# [Set exercise]
Return, exactly, the line that contains "on post with a point." together with all lines after it to the end of the entries, and no further lines.

Extracted data entries:
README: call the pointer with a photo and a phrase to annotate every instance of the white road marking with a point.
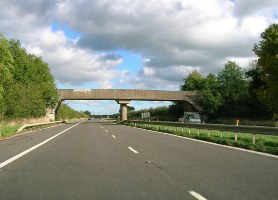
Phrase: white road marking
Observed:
(34, 147)
(197, 196)
(131, 149)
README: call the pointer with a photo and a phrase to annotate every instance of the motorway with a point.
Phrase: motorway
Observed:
(97, 160)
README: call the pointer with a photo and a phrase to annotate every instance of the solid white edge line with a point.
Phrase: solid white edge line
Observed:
(131, 149)
(34, 147)
(215, 144)
(197, 196)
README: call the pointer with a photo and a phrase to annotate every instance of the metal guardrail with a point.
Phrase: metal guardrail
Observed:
(38, 124)
(263, 130)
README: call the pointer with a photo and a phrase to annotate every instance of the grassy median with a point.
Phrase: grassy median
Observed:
(264, 143)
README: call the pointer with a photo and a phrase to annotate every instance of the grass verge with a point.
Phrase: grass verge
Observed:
(264, 143)
(10, 130)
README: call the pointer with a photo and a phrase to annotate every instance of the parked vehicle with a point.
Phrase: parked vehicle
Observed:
(192, 117)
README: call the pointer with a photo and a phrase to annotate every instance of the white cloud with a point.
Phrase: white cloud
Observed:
(172, 37)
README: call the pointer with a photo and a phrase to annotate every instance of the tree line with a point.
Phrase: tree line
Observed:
(235, 91)
(27, 87)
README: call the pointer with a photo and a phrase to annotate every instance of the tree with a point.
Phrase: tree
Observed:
(267, 51)
(208, 87)
(6, 67)
(194, 81)
(233, 87)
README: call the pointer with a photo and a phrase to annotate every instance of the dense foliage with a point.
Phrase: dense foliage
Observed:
(267, 69)
(235, 92)
(27, 87)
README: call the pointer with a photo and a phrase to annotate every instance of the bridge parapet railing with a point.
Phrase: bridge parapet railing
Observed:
(262, 130)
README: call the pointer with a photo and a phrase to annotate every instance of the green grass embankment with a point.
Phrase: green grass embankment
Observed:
(264, 143)
(8, 130)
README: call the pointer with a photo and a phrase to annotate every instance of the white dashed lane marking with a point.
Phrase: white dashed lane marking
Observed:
(197, 196)
(131, 149)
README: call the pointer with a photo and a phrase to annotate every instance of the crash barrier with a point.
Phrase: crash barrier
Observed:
(219, 127)
(38, 124)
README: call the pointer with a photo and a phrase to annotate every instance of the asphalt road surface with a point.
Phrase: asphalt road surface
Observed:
(97, 160)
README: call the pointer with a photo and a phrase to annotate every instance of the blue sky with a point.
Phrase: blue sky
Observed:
(135, 44)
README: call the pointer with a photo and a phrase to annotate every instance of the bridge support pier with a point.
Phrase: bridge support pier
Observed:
(123, 109)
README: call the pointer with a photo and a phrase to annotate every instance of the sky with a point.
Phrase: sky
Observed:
(135, 44)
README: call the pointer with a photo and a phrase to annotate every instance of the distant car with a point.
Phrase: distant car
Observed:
(192, 117)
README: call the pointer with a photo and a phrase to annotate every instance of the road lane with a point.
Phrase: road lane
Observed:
(15, 145)
(218, 172)
(87, 162)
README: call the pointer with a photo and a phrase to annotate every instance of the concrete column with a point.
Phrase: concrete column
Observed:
(123, 109)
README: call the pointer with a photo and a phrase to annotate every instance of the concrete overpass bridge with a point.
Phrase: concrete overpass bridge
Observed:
(124, 96)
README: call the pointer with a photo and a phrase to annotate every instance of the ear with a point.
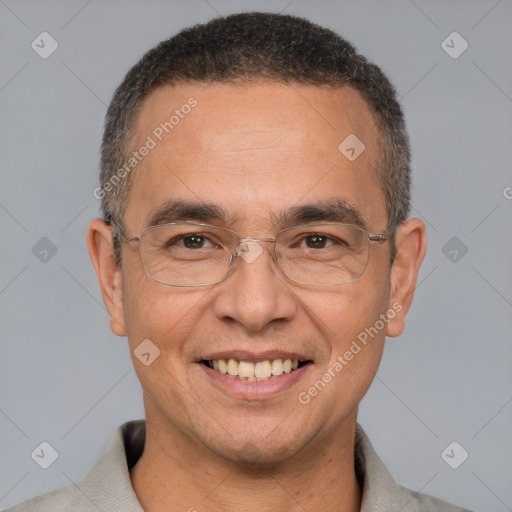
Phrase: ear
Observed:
(99, 243)
(411, 244)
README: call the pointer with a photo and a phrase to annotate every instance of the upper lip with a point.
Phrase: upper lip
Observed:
(245, 355)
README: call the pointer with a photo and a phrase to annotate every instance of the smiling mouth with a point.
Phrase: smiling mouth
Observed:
(251, 372)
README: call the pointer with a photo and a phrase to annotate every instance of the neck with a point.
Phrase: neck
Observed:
(176, 473)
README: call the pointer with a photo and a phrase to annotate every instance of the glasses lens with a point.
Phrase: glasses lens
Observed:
(186, 254)
(323, 254)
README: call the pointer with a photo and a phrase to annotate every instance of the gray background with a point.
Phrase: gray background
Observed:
(66, 379)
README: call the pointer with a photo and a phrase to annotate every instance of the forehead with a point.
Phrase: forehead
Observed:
(255, 149)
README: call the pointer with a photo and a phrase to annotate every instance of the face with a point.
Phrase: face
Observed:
(256, 152)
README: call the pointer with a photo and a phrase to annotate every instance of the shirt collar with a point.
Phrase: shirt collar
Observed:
(107, 483)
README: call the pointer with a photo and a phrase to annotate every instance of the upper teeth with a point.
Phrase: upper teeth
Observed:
(252, 371)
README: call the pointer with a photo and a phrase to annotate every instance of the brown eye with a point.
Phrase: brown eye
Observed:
(316, 241)
(193, 241)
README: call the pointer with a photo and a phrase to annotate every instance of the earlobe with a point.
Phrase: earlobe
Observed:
(99, 243)
(411, 243)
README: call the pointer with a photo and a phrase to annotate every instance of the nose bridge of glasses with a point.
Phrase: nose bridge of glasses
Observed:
(249, 249)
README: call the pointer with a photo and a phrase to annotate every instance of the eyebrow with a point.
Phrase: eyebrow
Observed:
(334, 210)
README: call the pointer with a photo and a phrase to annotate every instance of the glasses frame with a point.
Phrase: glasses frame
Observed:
(118, 234)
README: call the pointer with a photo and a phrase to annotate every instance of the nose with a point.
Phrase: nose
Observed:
(254, 294)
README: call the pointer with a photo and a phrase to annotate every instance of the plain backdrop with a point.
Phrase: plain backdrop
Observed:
(67, 380)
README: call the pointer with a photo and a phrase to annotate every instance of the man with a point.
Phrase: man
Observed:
(255, 250)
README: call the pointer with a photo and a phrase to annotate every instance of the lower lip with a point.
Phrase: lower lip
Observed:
(257, 390)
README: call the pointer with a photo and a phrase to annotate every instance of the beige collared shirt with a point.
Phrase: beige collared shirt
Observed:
(106, 487)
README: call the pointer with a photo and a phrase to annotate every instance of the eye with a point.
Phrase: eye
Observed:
(191, 241)
(317, 241)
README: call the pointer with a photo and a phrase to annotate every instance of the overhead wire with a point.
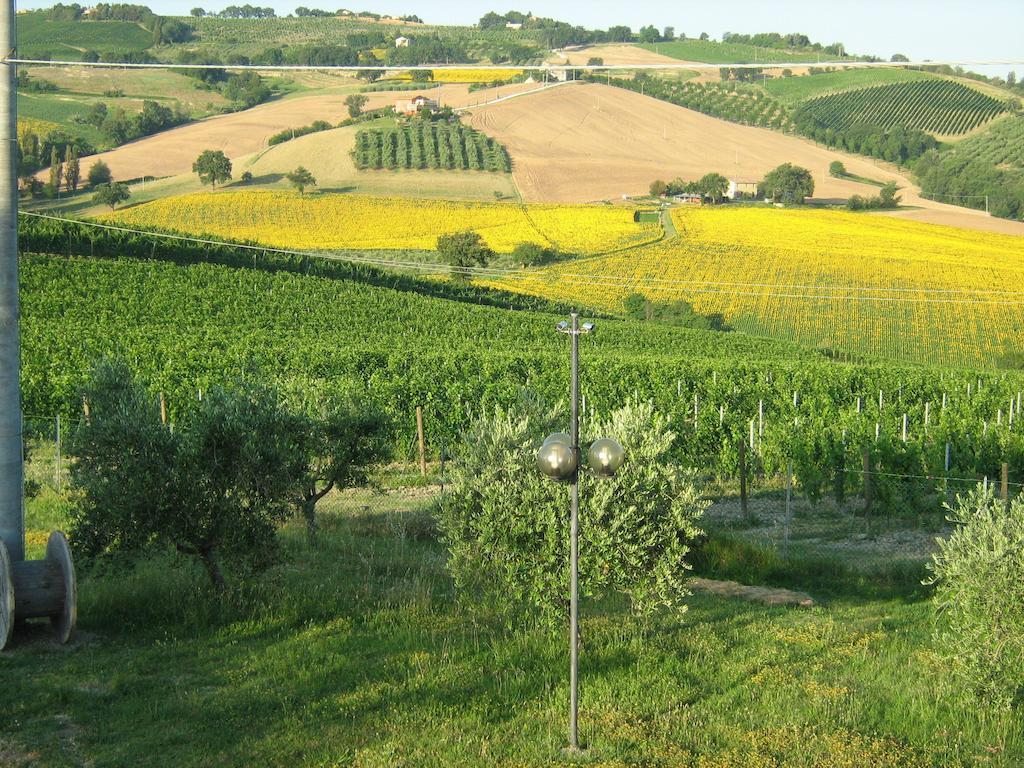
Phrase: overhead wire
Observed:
(791, 291)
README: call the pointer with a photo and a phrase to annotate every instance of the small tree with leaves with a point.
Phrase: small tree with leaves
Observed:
(112, 195)
(355, 102)
(713, 185)
(212, 166)
(463, 251)
(341, 442)
(72, 169)
(787, 183)
(214, 488)
(300, 178)
(99, 173)
(56, 172)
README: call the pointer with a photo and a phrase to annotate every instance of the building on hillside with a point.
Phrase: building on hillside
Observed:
(688, 199)
(738, 189)
(415, 104)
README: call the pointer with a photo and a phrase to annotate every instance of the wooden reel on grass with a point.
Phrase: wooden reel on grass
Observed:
(39, 589)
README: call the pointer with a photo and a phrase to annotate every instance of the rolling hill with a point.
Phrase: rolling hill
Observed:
(868, 285)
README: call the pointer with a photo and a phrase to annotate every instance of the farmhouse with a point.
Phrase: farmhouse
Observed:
(741, 189)
(415, 104)
(689, 199)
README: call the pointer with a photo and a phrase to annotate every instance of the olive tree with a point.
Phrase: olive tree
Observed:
(212, 166)
(463, 251)
(214, 488)
(978, 572)
(341, 440)
(506, 525)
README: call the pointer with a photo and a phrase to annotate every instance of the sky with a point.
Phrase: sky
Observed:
(938, 30)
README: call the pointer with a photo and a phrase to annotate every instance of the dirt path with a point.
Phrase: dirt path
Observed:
(587, 142)
(766, 595)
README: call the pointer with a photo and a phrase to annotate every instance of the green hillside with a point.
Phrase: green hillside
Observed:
(42, 38)
(712, 51)
(792, 90)
(937, 107)
(1000, 144)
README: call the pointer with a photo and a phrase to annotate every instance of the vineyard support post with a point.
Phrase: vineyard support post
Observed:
(421, 441)
(1005, 485)
(788, 506)
(56, 471)
(742, 479)
(11, 468)
(867, 488)
(945, 482)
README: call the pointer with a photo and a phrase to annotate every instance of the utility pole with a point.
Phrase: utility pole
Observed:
(11, 469)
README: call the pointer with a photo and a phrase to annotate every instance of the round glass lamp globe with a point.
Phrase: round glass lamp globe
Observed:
(556, 460)
(605, 457)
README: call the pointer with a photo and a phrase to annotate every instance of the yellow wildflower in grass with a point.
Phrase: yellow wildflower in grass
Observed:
(872, 285)
(473, 76)
(41, 128)
(349, 221)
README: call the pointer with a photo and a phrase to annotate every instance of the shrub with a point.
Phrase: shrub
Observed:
(978, 572)
(214, 487)
(99, 173)
(531, 254)
(464, 251)
(506, 525)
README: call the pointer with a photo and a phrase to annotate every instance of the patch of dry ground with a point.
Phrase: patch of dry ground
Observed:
(766, 595)
(241, 133)
(612, 54)
(327, 155)
(589, 141)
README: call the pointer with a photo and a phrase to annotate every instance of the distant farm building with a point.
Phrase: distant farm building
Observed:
(688, 199)
(415, 104)
(741, 189)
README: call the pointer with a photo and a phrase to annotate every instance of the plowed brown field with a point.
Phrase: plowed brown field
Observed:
(586, 142)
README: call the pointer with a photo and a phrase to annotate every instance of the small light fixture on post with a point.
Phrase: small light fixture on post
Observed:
(559, 459)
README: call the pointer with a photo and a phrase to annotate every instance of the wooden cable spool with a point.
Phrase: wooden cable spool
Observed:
(39, 589)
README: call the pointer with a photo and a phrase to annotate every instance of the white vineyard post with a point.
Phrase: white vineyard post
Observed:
(788, 505)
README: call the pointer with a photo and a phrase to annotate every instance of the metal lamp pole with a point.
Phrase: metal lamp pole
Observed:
(11, 487)
(574, 542)
(559, 458)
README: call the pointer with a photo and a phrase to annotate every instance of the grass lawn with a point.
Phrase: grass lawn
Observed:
(356, 652)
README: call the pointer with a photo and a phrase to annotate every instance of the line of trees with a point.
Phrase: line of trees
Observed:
(216, 485)
(712, 186)
(423, 142)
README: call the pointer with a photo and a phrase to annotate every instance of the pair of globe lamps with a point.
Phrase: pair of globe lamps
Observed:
(557, 460)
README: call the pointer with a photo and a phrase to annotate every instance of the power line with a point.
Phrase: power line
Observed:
(506, 68)
(597, 281)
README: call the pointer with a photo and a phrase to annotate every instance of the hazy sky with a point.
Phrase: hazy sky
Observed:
(921, 29)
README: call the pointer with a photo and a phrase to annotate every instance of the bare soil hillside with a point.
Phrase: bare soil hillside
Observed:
(586, 142)
(172, 153)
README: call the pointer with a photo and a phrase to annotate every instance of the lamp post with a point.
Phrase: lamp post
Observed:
(559, 459)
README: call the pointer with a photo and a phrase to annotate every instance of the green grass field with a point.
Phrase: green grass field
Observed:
(796, 89)
(41, 38)
(712, 51)
(356, 652)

# [Answer in full]
README: call the pointer with a photo and a phrase to annotate every instance of the small light fixture on post with a point.
Phrase: small light fixture on post
Observed:
(559, 459)
README: call the pointer with a photo and a phrase to annotate every instance of the wooden cable spool with a point.
Phrase: wooden cable spool
Observed:
(39, 589)
README: call the pointer with a photo and a phrase to annotate every instance of the white vineyard post with a point.
Phrase: white vineyard post
Observed:
(788, 505)
README: call the pointer with a photo and a phrase to annotate every instance of the metal lamp pole with a point.
Phrase: metal lamp pole
Observed:
(11, 487)
(574, 542)
(559, 458)
README: call the pointer with a photo and a phrase to annotate every instance of the grass lawn with a point.
Phrase: grass lawn
Observed:
(356, 652)
README: call the pointer with a photo and a phrase to annotate every instance of the line of trees with a point.
Phrase: line of trees
Observed:
(216, 485)
(712, 186)
(423, 142)
README: call the pointer with a photo and a phrase to annotate every instance of the pair of globe lamps with a point.
Phrase: pair of globe lamps
Observed:
(557, 460)
README: call the pointer with a photo and a phrase to annotate every instance of the power line with a point.
Phrase: power line
Observed:
(506, 68)
(597, 281)
README: call the pointer with a photo and a phrase to annotate every instance of the hazy sky with a point.
Phrase: hazy sky
Observed:
(921, 29)
README: call the pointer with a photo and a phrase to annotate every instance of the bare soil hillside with a point.
Phrase: bare soil hillside
Observed:
(586, 142)
(172, 153)
README: call the pointer with a photo and a phrase to annotate every instance of the lamp post with a point.
Phrase: lamp post
Observed:
(559, 459)
README: call the pointer with a photo and a phrase to annotate every instance of the green grass field with a point.
Phrase: green grass field
Observed:
(796, 89)
(41, 38)
(712, 51)
(356, 652)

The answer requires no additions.